=== RECORDS PROVIDED ===
####################

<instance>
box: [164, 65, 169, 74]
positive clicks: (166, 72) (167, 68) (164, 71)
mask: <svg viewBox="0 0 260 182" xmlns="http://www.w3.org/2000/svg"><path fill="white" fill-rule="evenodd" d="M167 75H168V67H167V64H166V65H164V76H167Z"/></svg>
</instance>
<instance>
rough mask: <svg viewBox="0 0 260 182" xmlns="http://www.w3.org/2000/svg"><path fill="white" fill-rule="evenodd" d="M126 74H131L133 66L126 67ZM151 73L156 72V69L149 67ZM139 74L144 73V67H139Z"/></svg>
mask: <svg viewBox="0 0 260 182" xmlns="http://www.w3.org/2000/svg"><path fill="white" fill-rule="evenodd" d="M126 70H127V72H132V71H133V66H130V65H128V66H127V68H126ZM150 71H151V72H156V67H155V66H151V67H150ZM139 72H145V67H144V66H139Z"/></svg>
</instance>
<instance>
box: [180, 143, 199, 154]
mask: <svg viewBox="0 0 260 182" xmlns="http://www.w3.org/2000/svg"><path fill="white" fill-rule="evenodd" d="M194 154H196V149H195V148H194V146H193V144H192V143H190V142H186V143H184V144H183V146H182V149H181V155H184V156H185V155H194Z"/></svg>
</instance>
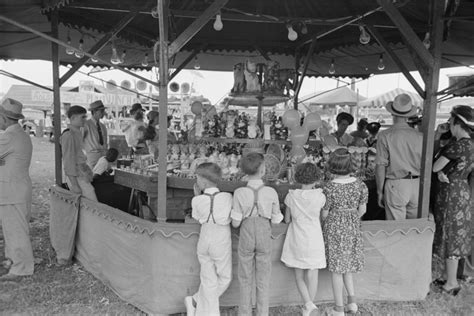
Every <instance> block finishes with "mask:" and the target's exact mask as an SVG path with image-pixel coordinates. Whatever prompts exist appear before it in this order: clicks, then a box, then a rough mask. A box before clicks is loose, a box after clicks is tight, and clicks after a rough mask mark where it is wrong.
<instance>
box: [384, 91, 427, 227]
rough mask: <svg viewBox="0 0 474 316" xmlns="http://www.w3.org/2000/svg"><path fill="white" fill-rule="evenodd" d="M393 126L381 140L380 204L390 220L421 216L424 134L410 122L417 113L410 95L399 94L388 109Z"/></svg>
mask: <svg viewBox="0 0 474 316" xmlns="http://www.w3.org/2000/svg"><path fill="white" fill-rule="evenodd" d="M385 108H386V109H387V111H389V112H390V113H391V114H392V117H393V126H392V127H390V128H389V129H387V130H385V131H382V132H380V133H379V135H378V140H377V156H376V160H375V162H376V164H377V166H376V172H375V179H376V182H377V196H378V203H379V205H380V206H381V207H385V216H386V219H388V220H401V219H410V218H416V217H417V209H418V193H419V187H418V186H419V181H420V179H419V177H420V169H421V148H422V143H423V135H422V134H421V133H420V132H419V131H417V130H416V129H414V128H411V127H410V126H409V125H408V123H407V120H408V118H409V117H411V116H413V115H415V114H416V113H417V108H416V106H414V105H413V103H412V100H411V98H410V96H408V95H407V94H404V93H403V94H399V95H397V96H396V97H395V99H394V100H393V102H388V103H387V105H386V106H385Z"/></svg>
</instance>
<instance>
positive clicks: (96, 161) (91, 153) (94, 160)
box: [84, 100, 107, 169]
mask: <svg viewBox="0 0 474 316" xmlns="http://www.w3.org/2000/svg"><path fill="white" fill-rule="evenodd" d="M105 109H106V108H105V106H104V103H102V101H101V100H97V101H94V102H92V103H91V104H90V107H89V110H90V111H91V114H92V116H91V118H90V119H88V120H87V121H86V123H85V124H84V150H85V151H86V157H87V165H88V166H89V168H91V169H94V166H95V164H96V163H97V161H98V160H99V158H100V157H102V156H105V153H106V152H107V128H106V127H105V125H104V124H102V123H101V122H100V120H101V119H102V118H104V115H105Z"/></svg>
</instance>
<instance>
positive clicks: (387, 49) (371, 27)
mask: <svg viewBox="0 0 474 316" xmlns="http://www.w3.org/2000/svg"><path fill="white" fill-rule="evenodd" d="M366 28H367V30H368V31H369V32H370V34H372V36H373V37H374V39H375V40H376V41H377V42H378V43H379V44H380V46H382V48H383V49H384V50H385V52H386V53H387V55H388V56H389V57H390V58H391V59H392V60H393V62H394V63H395V64H396V65H397V66H398V68H399V69H400V71H401V72H402V73H403V75H404V76H405V78H407V80H408V82H410V83H411V85H412V86H413V88H414V89H415V90H416V92H418V94H419V95H420V96H421V98H423V99H424V98H425V91H424V90H423V89H422V88H421V87H420V85H419V84H418V82H417V81H416V80H415V78H413V76H412V75H411V74H410V71H409V70H408V68H407V67H406V66H405V64H404V63H403V62H402V60H401V59H400V58H398V56H397V54H395V52H394V51H393V49H392V48H391V47H390V45H389V44H388V42H387V41H386V40H385V39H384V38H383V36H382V34H380V32H379V31H378V30H377V29H375V28H374V27H373V26H371V25H366Z"/></svg>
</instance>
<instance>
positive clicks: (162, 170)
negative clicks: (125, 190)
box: [156, 0, 169, 222]
mask: <svg viewBox="0 0 474 316" xmlns="http://www.w3.org/2000/svg"><path fill="white" fill-rule="evenodd" d="M168 5H169V2H168V0H158V27H159V32H160V80H159V87H160V105H159V108H158V111H159V113H160V116H159V124H160V125H159V126H160V129H159V131H158V153H159V155H158V166H159V167H158V203H157V204H158V205H157V208H156V209H157V210H158V214H156V215H157V220H158V221H160V222H165V221H166V208H167V205H166V204H167V203H166V192H167V184H166V183H167V179H166V164H167V161H166V151H167V142H168V58H169V56H168V51H169V49H168V23H167V13H168Z"/></svg>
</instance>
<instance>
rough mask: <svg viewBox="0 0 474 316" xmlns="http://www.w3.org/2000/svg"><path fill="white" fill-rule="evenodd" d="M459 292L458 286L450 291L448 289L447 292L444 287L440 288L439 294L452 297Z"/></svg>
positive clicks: (458, 292)
mask: <svg viewBox="0 0 474 316" xmlns="http://www.w3.org/2000/svg"><path fill="white" fill-rule="evenodd" d="M460 291H461V287H460V286H456V287H453V288H452V289H449V290H447V289H446V288H445V287H444V286H442V287H441V292H443V293H446V294H449V295H452V296H456V295H458V294H459V292H460Z"/></svg>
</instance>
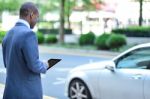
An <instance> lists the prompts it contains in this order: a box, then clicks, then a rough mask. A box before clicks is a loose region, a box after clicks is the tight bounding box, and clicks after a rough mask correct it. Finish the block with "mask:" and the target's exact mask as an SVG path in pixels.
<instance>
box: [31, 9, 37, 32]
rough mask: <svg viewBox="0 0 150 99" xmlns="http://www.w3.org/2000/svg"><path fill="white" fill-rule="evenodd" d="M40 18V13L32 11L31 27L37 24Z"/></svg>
mask: <svg viewBox="0 0 150 99" xmlns="http://www.w3.org/2000/svg"><path fill="white" fill-rule="evenodd" d="M38 20H39V13H38V12H37V13H33V12H32V13H31V14H30V28H31V29H33V28H34V26H35V25H36V23H37V22H38Z"/></svg>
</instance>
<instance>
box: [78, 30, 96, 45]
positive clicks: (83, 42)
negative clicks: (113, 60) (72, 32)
mask: <svg viewBox="0 0 150 99" xmlns="http://www.w3.org/2000/svg"><path fill="white" fill-rule="evenodd" d="M94 41H95V34H94V33H92V32H89V33H87V34H82V35H81V36H80V38H79V44H80V45H92V44H94Z"/></svg>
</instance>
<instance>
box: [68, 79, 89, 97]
mask: <svg viewBox="0 0 150 99" xmlns="http://www.w3.org/2000/svg"><path fill="white" fill-rule="evenodd" d="M68 93H69V98H70V99H92V97H91V94H90V91H89V89H88V87H87V86H86V84H85V83H84V82H83V81H81V80H79V79H74V80H73V81H71V83H70V86H69V91H68Z"/></svg>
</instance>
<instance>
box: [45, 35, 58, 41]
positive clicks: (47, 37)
mask: <svg viewBox="0 0 150 99" xmlns="http://www.w3.org/2000/svg"><path fill="white" fill-rule="evenodd" d="M57 41H58V40H57V38H56V35H52V34H49V35H48V36H47V37H46V38H45V42H46V43H57Z"/></svg>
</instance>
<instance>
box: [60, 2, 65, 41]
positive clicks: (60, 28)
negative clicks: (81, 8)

####################

=== TASK TO CARRY OUT ===
Select every line of the material that contains the word "positive".

=== EXERCISE RESPONSE ===
positive clicks: (166, 72) (167, 68) (164, 71)
positive clicks: (96, 161) (91, 153) (94, 160)
positive clicks: (387, 49) (371, 27)
positive clicks: (162, 170)
positive clicks: (458, 292)
positive clicks: (83, 42)
positive clicks: (47, 37)
positive clicks: (60, 28)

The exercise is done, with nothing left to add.